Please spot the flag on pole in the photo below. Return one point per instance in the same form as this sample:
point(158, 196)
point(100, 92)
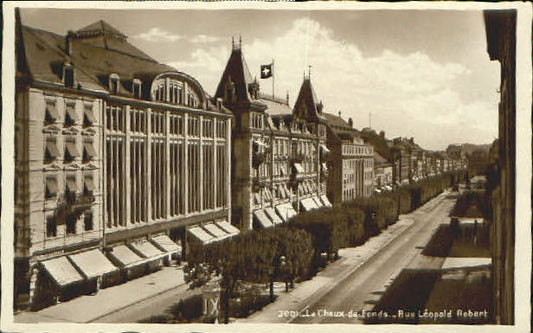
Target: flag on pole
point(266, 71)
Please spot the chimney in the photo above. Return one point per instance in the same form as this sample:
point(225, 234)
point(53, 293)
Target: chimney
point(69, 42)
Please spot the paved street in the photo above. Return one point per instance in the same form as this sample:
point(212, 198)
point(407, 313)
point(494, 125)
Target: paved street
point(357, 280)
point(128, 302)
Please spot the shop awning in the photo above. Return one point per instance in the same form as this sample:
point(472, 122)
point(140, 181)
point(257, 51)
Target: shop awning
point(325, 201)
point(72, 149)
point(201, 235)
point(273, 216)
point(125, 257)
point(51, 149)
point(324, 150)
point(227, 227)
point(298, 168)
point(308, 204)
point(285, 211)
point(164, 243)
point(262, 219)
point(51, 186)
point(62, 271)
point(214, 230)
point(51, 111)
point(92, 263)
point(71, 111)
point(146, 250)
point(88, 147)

==

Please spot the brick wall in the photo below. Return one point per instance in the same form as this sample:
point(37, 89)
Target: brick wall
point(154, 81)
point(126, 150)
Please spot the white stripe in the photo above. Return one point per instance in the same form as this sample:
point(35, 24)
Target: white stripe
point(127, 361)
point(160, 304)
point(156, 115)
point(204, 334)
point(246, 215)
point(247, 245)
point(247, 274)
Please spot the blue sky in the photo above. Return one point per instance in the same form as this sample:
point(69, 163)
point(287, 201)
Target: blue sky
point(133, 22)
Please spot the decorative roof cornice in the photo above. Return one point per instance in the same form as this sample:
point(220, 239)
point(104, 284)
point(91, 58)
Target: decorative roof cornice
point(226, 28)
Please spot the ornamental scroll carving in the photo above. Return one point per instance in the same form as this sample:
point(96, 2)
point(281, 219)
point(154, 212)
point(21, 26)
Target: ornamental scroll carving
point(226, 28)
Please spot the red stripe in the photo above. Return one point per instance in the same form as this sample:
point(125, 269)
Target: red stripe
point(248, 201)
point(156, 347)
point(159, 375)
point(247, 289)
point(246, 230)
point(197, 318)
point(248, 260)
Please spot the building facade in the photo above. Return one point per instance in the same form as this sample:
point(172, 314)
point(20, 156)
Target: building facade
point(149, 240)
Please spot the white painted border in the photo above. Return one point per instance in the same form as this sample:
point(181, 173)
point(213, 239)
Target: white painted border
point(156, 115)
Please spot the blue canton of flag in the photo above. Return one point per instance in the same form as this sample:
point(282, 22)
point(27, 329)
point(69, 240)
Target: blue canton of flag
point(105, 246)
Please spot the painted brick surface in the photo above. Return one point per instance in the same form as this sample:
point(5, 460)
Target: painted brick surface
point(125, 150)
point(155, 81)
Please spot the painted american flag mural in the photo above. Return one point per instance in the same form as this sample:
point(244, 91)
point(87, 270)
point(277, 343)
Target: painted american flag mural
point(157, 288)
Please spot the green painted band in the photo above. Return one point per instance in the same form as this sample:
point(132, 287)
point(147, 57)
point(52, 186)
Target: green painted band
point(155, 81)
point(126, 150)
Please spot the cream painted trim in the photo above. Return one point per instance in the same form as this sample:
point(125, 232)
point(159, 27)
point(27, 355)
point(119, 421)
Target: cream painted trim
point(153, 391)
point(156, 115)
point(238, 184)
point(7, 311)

==

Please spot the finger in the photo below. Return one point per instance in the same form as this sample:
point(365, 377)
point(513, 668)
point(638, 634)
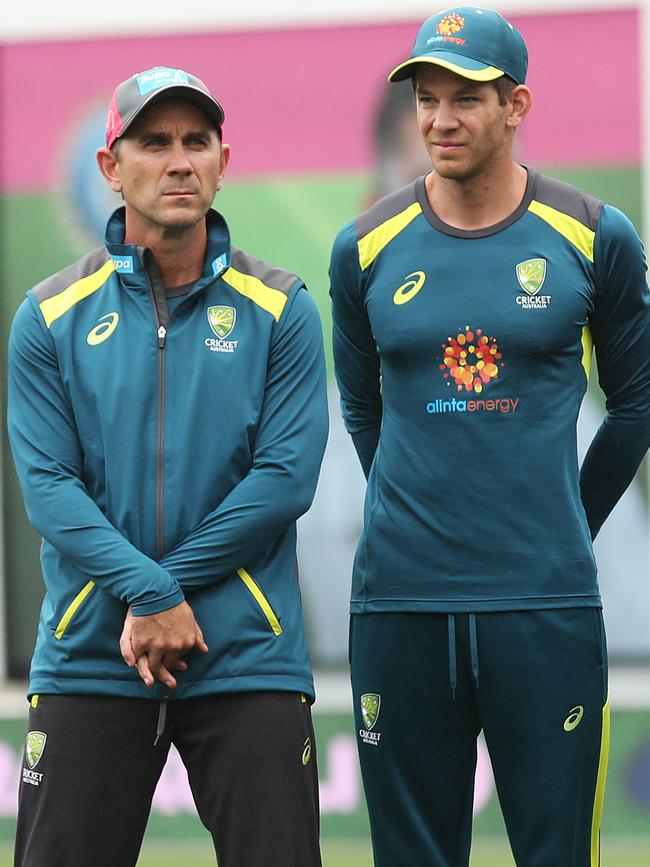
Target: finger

Exercise: Copy the rows verbatim, from the line containing "Please spot the shop" through the line containing "point(51, 186)", with both of those lines included.

Expected answer:
Please spot the shop awning in the photo above. Return one point per instance in the same form as this sample:
point(472, 122)
point(140, 181)
point(257, 51)
Target: shop awning
point(325, 201)
point(72, 149)
point(201, 235)
point(273, 216)
point(125, 257)
point(51, 149)
point(324, 150)
point(227, 227)
point(298, 168)
point(308, 204)
point(285, 211)
point(164, 243)
point(262, 219)
point(51, 186)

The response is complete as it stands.